═════ Given records

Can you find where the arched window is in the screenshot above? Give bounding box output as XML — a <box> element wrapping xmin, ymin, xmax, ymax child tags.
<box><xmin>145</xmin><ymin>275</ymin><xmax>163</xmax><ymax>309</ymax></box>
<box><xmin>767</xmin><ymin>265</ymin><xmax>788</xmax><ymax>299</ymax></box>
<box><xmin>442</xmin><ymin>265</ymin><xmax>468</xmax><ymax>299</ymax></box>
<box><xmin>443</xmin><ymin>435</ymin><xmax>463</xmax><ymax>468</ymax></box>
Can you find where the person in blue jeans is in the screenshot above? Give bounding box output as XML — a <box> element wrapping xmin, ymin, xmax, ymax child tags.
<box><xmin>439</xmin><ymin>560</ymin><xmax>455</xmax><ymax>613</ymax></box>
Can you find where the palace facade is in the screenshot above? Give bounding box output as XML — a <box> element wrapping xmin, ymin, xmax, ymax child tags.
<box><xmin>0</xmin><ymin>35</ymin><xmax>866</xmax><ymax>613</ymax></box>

══════════

Scale the part of the rows above that opens with the line containing "Can you find where the person" and runs through the last row, both ends included. Reproduce each of those lines, requests too, and multiply every bounding box coordinate in the answers by 0.55, rounding to whole numbers with halves rounded up.

*Output for this exercise*
Can you find where the person in blue jeans is in the screenshot above? Give bounding box output as XML — a <box> element wrapping xmin, ymin, xmax, ymax child tags.
<box><xmin>241</xmin><ymin>308</ymin><xmax>250</xmax><ymax>337</ymax></box>
Can you find where the palace facade is in the screenshot above? Give bounding box output as XML — a <box> element wrapping xmin, ymin, xmax, ymax child tags.
<box><xmin>0</xmin><ymin>19</ymin><xmax>476</xmax><ymax>337</ymax></box>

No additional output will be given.